**WHAT YOU HAVE TO DO:**
Pick out every line of the records below that contains the string "Task", matching case exactly, and copy each such line.

**DATASET EXCERPTS:**
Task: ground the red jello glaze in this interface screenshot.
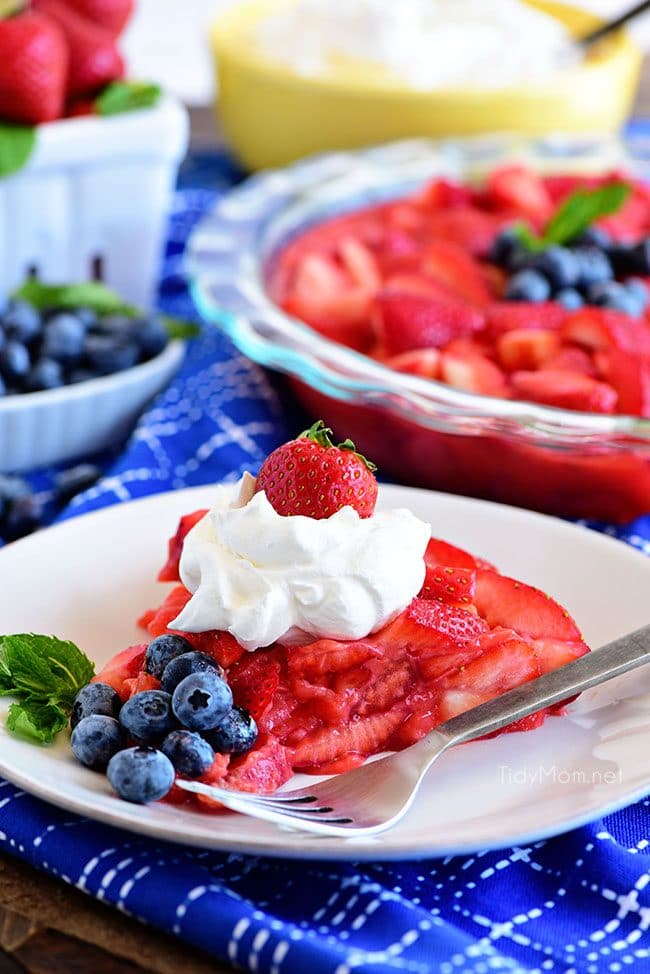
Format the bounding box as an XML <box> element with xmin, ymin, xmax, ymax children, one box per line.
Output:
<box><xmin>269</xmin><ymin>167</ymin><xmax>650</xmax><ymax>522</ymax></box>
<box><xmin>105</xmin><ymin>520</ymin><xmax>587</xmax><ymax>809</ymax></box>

--

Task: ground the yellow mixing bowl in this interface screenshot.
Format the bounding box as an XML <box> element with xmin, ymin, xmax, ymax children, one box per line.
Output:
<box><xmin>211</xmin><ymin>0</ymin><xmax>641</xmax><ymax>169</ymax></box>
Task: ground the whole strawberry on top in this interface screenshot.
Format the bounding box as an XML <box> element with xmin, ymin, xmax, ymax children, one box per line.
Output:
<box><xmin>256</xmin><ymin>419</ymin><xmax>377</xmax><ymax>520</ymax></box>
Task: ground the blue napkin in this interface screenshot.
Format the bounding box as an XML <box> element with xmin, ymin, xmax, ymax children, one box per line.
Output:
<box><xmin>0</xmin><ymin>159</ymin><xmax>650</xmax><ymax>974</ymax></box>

---

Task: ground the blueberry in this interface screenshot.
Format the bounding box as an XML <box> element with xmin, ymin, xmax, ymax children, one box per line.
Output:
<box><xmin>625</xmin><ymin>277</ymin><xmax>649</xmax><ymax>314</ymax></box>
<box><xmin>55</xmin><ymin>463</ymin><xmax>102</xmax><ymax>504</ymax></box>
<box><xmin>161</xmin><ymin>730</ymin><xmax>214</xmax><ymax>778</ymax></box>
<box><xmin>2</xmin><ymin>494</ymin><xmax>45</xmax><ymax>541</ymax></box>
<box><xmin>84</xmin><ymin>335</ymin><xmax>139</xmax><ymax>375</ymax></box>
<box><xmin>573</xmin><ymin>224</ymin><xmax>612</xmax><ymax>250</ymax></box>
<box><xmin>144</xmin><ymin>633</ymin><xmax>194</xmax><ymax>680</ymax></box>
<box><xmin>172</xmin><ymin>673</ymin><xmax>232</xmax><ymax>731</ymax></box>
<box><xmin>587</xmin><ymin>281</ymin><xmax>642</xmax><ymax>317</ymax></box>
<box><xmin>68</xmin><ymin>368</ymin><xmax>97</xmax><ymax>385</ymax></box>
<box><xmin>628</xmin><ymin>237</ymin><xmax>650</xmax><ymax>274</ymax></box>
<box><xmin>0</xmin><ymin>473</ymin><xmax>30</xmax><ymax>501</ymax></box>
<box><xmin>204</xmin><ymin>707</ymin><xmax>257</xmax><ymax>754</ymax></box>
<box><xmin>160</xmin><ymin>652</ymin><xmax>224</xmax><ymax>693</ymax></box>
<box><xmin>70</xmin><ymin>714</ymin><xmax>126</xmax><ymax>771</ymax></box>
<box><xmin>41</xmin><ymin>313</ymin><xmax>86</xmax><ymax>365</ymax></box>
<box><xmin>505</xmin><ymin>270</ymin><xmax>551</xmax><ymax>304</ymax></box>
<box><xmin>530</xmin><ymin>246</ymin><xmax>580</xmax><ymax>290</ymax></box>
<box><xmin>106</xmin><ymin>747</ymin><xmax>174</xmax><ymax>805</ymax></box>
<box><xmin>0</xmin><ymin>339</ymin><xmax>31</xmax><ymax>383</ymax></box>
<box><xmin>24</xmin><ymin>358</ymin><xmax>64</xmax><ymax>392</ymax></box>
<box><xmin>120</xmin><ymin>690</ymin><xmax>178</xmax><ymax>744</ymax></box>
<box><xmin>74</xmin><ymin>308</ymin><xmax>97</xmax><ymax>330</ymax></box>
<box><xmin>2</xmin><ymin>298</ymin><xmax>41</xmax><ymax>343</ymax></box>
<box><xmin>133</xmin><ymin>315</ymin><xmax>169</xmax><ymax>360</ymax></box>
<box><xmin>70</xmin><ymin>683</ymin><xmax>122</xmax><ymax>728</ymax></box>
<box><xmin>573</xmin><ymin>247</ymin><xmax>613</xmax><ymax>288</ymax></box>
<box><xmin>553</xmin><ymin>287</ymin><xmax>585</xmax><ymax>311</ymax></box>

**RESULT OF THIS EXERCISE:**
Task: ground the red jello glaze in this interface screenshot.
Task: ground the yellow mixing bowl in this interface screenshot.
Task: ground the whole strawberry on top in this interface screenshot.
Task: ground the blue napkin in this interface screenshot.
Task: ground the blueberry in this interface screenshot.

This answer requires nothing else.